[Given request]:
Please reproduce the data below with "Record the coordinates" replaced by "Write the coordinates" everywhere it occurs. Change nothing else.

>> START Material provided

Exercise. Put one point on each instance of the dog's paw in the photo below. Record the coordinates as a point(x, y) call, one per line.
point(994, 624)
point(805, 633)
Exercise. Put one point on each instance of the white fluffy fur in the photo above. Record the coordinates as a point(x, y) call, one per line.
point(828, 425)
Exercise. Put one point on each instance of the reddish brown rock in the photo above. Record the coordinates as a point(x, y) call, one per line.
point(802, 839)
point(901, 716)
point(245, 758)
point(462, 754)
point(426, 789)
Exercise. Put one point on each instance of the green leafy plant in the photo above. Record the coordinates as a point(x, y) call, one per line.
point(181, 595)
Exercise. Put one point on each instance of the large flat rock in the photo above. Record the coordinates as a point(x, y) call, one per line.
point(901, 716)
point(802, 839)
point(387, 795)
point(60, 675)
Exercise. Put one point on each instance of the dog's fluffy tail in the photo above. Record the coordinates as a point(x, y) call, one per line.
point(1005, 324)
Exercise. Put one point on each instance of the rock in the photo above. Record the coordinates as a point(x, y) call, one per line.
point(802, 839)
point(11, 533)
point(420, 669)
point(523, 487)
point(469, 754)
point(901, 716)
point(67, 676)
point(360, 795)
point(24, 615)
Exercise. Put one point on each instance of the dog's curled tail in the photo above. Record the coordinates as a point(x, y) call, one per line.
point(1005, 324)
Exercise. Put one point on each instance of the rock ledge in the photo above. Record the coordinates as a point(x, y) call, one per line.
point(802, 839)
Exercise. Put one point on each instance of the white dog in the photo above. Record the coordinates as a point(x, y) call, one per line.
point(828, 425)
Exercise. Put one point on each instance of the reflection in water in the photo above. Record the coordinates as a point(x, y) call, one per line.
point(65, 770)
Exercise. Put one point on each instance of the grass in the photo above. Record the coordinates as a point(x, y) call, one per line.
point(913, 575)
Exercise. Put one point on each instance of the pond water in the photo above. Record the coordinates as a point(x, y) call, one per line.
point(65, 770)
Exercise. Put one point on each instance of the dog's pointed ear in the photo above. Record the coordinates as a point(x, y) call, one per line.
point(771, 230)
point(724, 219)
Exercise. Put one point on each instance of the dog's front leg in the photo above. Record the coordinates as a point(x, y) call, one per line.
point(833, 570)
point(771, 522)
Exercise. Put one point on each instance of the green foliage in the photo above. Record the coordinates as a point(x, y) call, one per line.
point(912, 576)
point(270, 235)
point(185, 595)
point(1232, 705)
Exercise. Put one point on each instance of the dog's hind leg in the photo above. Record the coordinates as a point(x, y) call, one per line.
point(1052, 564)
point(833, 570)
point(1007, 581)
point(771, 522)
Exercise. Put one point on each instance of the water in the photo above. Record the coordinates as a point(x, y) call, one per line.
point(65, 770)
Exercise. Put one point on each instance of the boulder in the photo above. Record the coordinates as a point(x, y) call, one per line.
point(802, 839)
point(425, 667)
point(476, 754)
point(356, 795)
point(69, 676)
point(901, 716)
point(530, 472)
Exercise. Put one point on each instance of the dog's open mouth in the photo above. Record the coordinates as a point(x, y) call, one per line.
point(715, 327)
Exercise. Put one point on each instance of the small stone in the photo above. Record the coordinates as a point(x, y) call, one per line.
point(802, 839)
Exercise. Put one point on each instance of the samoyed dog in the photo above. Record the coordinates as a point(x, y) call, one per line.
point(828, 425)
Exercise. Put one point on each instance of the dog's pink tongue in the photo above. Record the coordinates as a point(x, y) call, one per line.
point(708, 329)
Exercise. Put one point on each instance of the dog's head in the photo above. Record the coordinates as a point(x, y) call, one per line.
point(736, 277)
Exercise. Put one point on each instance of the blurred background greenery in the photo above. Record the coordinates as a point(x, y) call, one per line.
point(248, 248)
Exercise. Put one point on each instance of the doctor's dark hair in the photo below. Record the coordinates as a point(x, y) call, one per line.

>> END Material provided

[Solution below]:
Exercise. Put one point on each instance of the dog's paw in the photo below. Write the coordinates as a point(x, y) call, one per line.
point(994, 624)
point(805, 633)
Exercise. Put one point on each instance of the white fluffy fur in the photo above. Write the coordinates as a point(x, y) call, one per line.
point(828, 425)
Exercise. Put one point on each instance of the reddish brown rock in the photo above. Write the coordinates as a point(x, y) call, one per line.
point(802, 839)
point(901, 716)
point(245, 758)
point(462, 754)
point(426, 789)
Exercise. Put one point on each instance of the green leafy plant in the photo above. Write the coordinates as a point(x, y) call, one per line.
point(181, 595)
Exercise. Put one point on each instance of the large flat rock in the photo above. Write the coordinates as a point(x, y) call, one per line.
point(901, 716)
point(802, 839)
point(387, 795)
point(60, 675)
Exercise. Put one point on each instance of the dog's fluffy tail in the photo above. Write the coordinates as a point(x, y) call, one per line.
point(1005, 324)
Exercise. Put one point on each instance of the rock in the photo above. Write the coordinates as a point(x, y) call, one per line.
point(802, 839)
point(11, 533)
point(420, 669)
point(523, 487)
point(469, 754)
point(901, 716)
point(67, 676)
point(360, 795)
point(24, 615)
Exercise. Put one point on each instance of the dog's curled tail in the photo above. Write the coordinates as a point(x, y) call, one per line.
point(1005, 324)
Exercise. Put one point on each instance of the rock ledge in the photo above. Write the coordinates as a point(x, y) call, one per line.
point(802, 839)
Exercise. Put one point on each instance of the white dog in the photo above. Write the coordinates as a point(x, y) call, one per line.
point(828, 425)
Exercise. Put one point on each instance of the reflection in water in the photo above. Write the coordinates as a point(x, y) call, one per line.
point(65, 770)
Exercise. Put one point on each instance of the grass in the photo above. Write the coordinates as a point(x, y) call, one per line.
point(913, 575)
Exercise. Put one point on each instance of the pond water in the photo above. Write the coordinates as a point(x, y) call, one per line.
point(65, 770)
Exercise. Put one point on each instance of the dog's pointed ear in the photo above. Write the coordinates as a point(x, y) call, one per line.
point(771, 230)
point(724, 219)
Exercise. Put one point on each instance of the dog's front leg in the photo above. Write the coordinates as a point(x, y) call, one per line.
point(833, 570)
point(771, 522)
Exercise. Put one point on each instance of the green foliage in the photo above. Write the coordinates as a point(x, y) call, one per line.
point(912, 576)
point(270, 235)
point(185, 595)
point(1232, 705)
Exercise. Put one point on each instance of the dog's hind leg in the photo above. Write the coordinates as a point(x, y) call, one per line.
point(1052, 564)
point(833, 570)
point(1007, 581)
point(771, 522)
Exercise. Put one point on each instance of the water in the photo above. Write the coordinates as a point(x, y) call, one per line.
point(65, 770)
Exercise. Put one point on each instance of the boulder in the photo above. Write the coordinates as a point(x, y) call, one per line.
point(802, 839)
point(425, 667)
point(476, 754)
point(356, 795)
point(69, 676)
point(901, 716)
point(530, 472)
Exercise. Put one point on each instance of the dog's open mouth in the photo above. Write the coordinates as a point(x, y) call, one per line.
point(715, 327)
Exercise. Put one point on each instance of the small stone in the photo above. Write the coordinates as a point(x, y) call, one per line.
point(802, 839)
Exercise. Put one point on each instance of the samoyed dog in the photo above. Write the coordinates as a point(x, y) call, one per line.
point(828, 425)
Exercise. Put one point on each instance of the dog's pink tongue in the photo above. Write the coordinates as a point(x, y) call, one per line.
point(708, 329)
Exercise. Put one point on each instance of the dog's head in the photo above. Write the coordinates as a point(x, y) call, one per line.
point(736, 277)
Exercise. Put one point on each instance of the blurred background greenery in the photo above. Write the coordinates as a point(x, y) call, one per line.
point(248, 248)
Exercise. Put one point on each instance of the doctor's dark hair in the photo below. Write the coordinates as a point(x, y) call, one per line.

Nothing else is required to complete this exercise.